Excerpt to read -
------------------------------------------------

Home Fence Planning How to Tighten Barbed Wire Fencing

How to Tighten Barbed Wire Fencing

by Judy Knowler

Barbed wire is a popular material on today’s farms. Typically, it’s used for fencing cattle enclosures, because it is durable, cost-effective, and an excellent barrier for both your animals and any predators that may want to cross the fence line.

While barbed wire is considered a low maintenance option for cattle fencing, it does require regular attention (like all fencing) to keep it in good shape. It’s important to continually clear debris or overgrowth from the fence line, and every once in a while — when a segment of the fence starts to sag — you’ll need to tighten the wires.

How do you tighten barbed wire fencing? We have a few helpful tips right here for you.

The Importance of Keeping Your Fence Tightened

First, let’s discuss why you need to tighten your barbed wire fencing.

A fence wire can become loose for many reasons. An animal could lean on the wire and push it over, a post could shift due to the animals or extreme weather, and sometimes the wires shift as they expand and contract with the temperature. But no matter the reason, the result is the same: a fence with an open section where anyone can wander in and out.

Your fence is the key to keeping your animals safely inside their enclosure and keeping other pests away from them. If any part of the fence is loose or sagging, the fence will become much less effective, which can result in trouble for your cattle. Tightening the fence is the best way to ensure your animals are safe and secure.

------------------------------------------------

Given records -
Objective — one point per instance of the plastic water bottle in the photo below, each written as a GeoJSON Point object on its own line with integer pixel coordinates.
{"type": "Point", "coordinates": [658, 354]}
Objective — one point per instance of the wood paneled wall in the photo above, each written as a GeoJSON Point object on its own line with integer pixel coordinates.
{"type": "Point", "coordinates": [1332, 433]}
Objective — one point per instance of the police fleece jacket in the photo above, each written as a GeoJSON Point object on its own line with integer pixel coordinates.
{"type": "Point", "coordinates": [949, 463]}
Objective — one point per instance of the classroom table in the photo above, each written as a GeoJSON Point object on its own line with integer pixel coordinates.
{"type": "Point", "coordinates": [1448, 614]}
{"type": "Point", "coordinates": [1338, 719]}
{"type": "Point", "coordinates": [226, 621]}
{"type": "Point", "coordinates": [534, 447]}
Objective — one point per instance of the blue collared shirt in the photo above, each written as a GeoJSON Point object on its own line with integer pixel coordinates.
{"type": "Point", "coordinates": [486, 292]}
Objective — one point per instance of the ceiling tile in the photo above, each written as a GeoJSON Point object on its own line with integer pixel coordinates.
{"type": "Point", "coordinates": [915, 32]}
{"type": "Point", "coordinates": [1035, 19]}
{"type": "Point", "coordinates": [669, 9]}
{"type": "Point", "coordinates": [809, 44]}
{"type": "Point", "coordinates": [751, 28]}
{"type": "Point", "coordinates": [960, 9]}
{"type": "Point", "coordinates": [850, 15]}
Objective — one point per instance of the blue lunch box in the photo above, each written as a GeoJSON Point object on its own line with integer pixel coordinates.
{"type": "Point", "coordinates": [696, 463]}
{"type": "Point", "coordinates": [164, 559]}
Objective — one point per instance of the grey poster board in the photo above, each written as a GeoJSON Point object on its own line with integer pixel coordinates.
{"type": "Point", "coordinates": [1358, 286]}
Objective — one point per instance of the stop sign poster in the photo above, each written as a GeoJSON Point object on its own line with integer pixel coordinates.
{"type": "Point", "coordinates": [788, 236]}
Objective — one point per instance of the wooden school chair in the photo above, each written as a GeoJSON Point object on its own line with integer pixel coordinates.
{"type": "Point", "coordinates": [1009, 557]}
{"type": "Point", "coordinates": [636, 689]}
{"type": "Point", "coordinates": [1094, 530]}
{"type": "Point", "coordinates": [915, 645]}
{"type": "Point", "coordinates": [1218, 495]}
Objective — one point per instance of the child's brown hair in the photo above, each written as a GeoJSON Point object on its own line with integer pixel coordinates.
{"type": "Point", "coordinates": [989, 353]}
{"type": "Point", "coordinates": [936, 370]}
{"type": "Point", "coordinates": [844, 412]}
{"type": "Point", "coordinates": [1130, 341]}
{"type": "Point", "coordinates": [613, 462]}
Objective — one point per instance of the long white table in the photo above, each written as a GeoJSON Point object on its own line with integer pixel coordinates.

------------------------------------------------

Your goal -
Answer these questions from the article on barbed wire fencing:
(a) What does the article say barbed wire is typically used to fence?
(b) Besides regular attention, what does the article say must continually be cleared from the fence line?
(c) What three causes does the article give for a fence wire becoming loose?
The records have no connection to the article on barbed wire fencing.

Written reply -
(a) Cattle enclosures.
(b) Debris or overgrowth.
(c) An animal leaning on the wire and pushing it over, a post shifting because of the animals or extreme weather, and the wires shifting as they expand and contract with the temperature.